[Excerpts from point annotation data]
####

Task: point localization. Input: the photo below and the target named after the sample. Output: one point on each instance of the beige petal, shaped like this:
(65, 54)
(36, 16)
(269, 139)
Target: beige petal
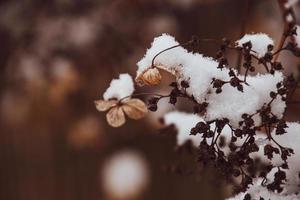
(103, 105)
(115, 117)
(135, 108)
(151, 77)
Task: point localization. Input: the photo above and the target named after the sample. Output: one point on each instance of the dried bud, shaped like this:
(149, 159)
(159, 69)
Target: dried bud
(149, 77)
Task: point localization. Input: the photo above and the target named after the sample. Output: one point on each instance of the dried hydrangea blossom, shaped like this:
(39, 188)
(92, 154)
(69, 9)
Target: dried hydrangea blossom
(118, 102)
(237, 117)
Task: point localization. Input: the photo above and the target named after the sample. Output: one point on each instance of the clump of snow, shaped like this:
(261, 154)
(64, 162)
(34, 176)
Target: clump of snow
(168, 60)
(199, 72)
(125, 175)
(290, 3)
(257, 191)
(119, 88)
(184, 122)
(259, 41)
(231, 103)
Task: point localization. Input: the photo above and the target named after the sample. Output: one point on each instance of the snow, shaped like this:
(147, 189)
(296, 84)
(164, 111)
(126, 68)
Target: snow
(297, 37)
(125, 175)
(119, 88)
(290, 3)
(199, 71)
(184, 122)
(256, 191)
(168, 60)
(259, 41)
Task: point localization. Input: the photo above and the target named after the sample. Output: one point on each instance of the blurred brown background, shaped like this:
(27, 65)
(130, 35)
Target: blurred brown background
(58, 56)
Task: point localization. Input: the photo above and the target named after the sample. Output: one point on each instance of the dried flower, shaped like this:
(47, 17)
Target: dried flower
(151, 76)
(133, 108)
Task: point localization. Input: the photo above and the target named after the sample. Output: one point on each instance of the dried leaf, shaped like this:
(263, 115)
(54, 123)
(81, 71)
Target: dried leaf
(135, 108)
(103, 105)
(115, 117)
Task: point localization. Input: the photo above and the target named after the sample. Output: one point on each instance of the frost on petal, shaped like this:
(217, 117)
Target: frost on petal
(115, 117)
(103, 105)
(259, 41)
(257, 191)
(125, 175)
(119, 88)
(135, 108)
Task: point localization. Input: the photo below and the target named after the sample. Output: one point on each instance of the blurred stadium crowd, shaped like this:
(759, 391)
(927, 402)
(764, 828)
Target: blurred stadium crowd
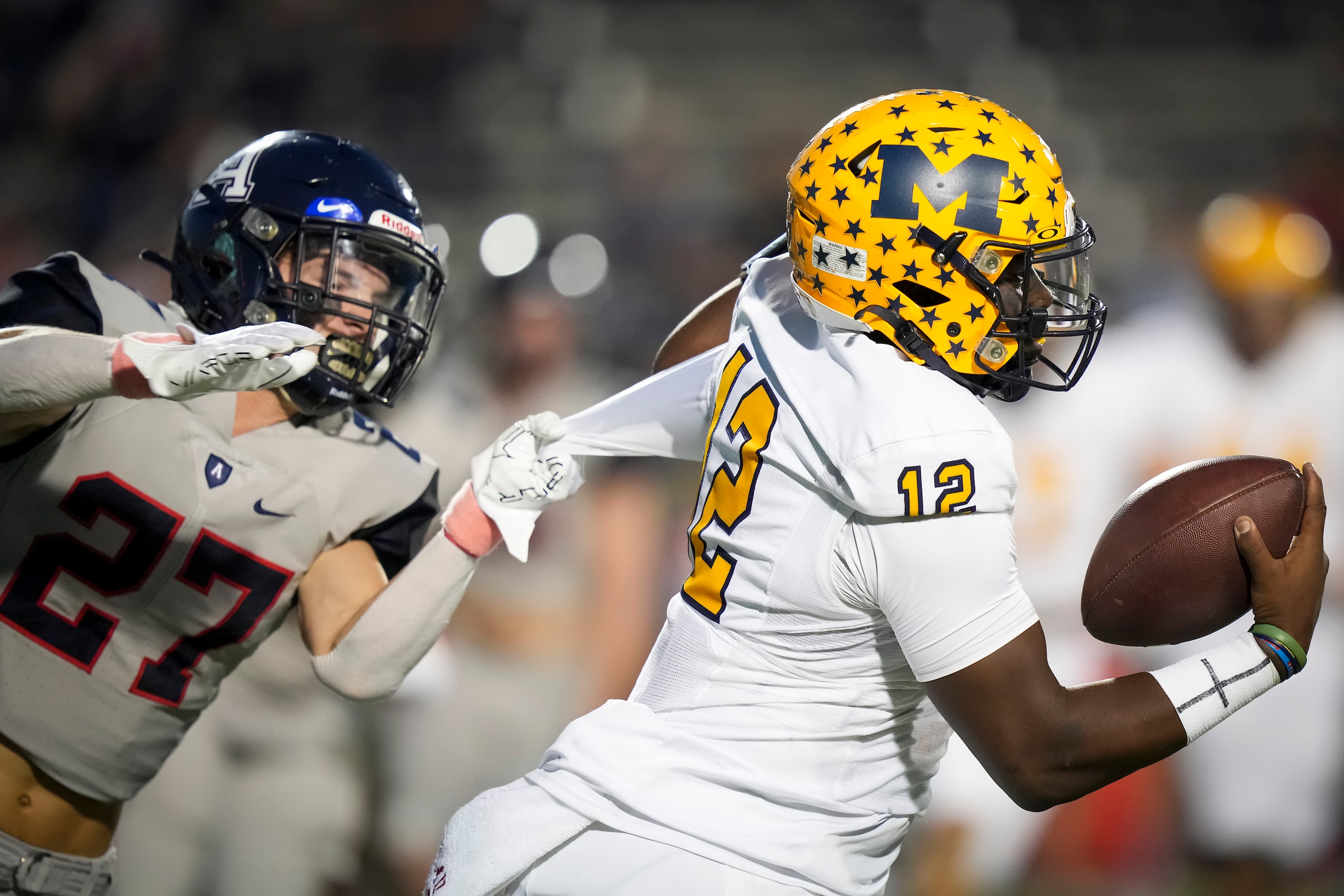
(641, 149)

####

Work instructions:
Reproduce the part of the entries that opens with the line containing "of the frost" and runs through the end of the entries, requests included. Add 40 to each number in the answer coordinates, leave the numbers in the requests and their format samples unchanged, and omit the picture lines from your result.

In response:
Task: point localization. Input: the photo above and the target named after the sample. Output: one point on each instance of the frost on petal, shaped like this:
(217, 117)
Target: frost on petal
(155, 157)
(143, 145)
(299, 81)
(297, 231)
(165, 215)
(159, 128)
(175, 148)
Task: point localization. Input: the photo below and the target named after the sample. Output: one point on each instance of the blurred stadium crowd, shaped like this:
(759, 391)
(927, 402)
(764, 828)
Target: blurred stadium crowd
(681, 189)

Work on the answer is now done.